Pour évaluer ces faits sur lesquels je m’étendrai ensuite, nous considérons que nous au Liban (les Libanais) faisons partie de cette région. Nous au Liban avons nos propres troubles. Nous faisons partie du monde Arabe et Islamique, et notre pays est influencé par ce qui se passe dans le monde Arabe et Islamique, que cela nous plaise ou non. Il est également influencé par ce qui se passe dans la région et dans le monde. Il est même possible que le Liban soit le pays qui est le plus influencé par ce qui se passe dans son environnement. En évoquant ces développements dans la région, je veux souligner les quelques points suivants :
Premièrement, s’il y a des conflits, des tensions et des combats dans la région, il ne faut pas en être terrifié, et ne laissons personne nous terroriser avec ce fait. Cela a toujours existé. Il y a toujours eu des conflits, des combats et des guerres à travers l’histoire. Cela a toujours existé dans l’histoire des Musulmans, ainsi que dans l’histoire des non-Musulmans. Cela a également existé parmi les Chrétiens. Cela a toujours existé parmi les différentes religions et parmi les différentes races. Cela a toujours existé dans l’histoire du monde depuis qu’Allah a créé Adam et jusqu’à ce jour. Ce qui se produit est ce dont les Anges avaient parlé : {Vas-Tu établir [sur la Terre] quelqu’un qui y commettra le mal et y répandra le sang ?8} C’est l’histoire de l’humanité : tant que les hommes sont des hommes, ils ont des désirs, ils sont cupides et immodérés, etc. Tout cela est naturel.

## À FAIRE:
**1.** D'après l'extrait sur le Liban et sa région, quel pays est peut-être le plus influencé par ce qui se passe autour de lui ?
**2.** Reprenez l'extrait sur le Liban et les conflits de la région juste après sa dernière phrase.
Les enregistrements n'ont rien à voir avec cet extrait.

Extraits de données d'annotation par points:

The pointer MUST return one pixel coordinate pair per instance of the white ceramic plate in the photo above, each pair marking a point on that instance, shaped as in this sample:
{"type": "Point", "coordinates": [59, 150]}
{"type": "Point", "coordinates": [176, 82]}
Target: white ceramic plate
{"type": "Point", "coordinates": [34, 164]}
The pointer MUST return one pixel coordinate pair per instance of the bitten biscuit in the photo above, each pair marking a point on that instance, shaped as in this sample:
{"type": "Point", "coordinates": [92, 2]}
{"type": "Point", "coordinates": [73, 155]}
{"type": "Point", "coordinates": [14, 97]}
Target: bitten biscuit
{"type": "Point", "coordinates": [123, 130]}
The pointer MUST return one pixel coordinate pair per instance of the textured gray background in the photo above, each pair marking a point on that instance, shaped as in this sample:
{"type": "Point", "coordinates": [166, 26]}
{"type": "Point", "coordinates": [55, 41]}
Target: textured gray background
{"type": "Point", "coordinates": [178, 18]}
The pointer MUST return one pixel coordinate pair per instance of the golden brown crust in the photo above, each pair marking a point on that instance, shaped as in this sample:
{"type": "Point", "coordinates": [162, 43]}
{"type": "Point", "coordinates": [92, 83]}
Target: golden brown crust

## RÉPONSES FOURNIES:
**1.** Le Liban.

**2.**
La tragédie la plus importante et la plus sérieuse est donc lorsque nous ne savons pas comment gérer ces crises, comment nous comporter face à elles. C’est-à-dire lorsque face à ces événements dramatiques, nous perdons notre raison, nous sommes incapables de mettre en ordre les priorités, nous perdons notre sang-froid et notre aptitude à prendre des décisions, et nous sommes incapables de prendre des initiatives. C’est là le plus grand danger. Cependant, si nous agissions tous avec raison, avec responsabilité, si nous assumions nos responsabilités et n’étions pas apeurés et dépassés par les événements, si nous décidions de faire face à ces crises, à ces combats et à ces conflits avec sagesse et responsabilité, nous pourrions éviter bien des difficultés et résoudre pour le mieux ces problèmes qui seraient peut-être advenus dans tous les cas. C’est un premier point.
Deuxièmement, même en considérant les pays dans lesquels il y a plusieurs religions ou plusieurs écoles, nous devons être conscients du fait que les tensions ne sont pas toujours essentiellement et foncièrement religieuses ou sectaires. Parlons de ce problème de manière précise et chiffrée.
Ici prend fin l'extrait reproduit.